[Saved entries]
====
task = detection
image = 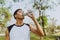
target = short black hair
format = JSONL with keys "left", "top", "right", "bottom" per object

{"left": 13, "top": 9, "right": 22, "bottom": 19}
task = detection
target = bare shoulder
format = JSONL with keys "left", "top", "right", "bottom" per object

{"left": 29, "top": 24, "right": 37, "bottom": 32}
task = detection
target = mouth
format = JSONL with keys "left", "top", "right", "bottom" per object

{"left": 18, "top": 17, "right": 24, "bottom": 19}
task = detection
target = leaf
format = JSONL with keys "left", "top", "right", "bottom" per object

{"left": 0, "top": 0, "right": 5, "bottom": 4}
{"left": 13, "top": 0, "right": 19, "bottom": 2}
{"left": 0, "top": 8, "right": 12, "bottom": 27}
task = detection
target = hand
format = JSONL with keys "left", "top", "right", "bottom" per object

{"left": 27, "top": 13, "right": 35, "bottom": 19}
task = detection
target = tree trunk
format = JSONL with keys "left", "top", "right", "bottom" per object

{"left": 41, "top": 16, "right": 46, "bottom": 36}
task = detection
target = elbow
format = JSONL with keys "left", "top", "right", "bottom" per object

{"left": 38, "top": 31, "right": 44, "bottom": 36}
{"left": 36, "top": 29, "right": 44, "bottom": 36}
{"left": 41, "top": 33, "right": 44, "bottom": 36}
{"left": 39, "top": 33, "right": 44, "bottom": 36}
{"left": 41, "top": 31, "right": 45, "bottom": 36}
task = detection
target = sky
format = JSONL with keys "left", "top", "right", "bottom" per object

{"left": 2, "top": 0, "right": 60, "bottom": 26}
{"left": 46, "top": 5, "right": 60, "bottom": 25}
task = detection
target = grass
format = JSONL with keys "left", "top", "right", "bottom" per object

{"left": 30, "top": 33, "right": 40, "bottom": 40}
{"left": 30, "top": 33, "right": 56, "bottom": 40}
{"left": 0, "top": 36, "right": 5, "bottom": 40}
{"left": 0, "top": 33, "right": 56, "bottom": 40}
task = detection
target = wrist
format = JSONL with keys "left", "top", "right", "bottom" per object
====
__Exercise requirements__:
Collect the complete line wherever the string "target" appears in the records.

__Task output__:
target = short black hair
target = bare shoulder
target = mouth
target = leaf
target = hand
target = tree trunk
target = elbow
target = sky
target = grass
target = wrist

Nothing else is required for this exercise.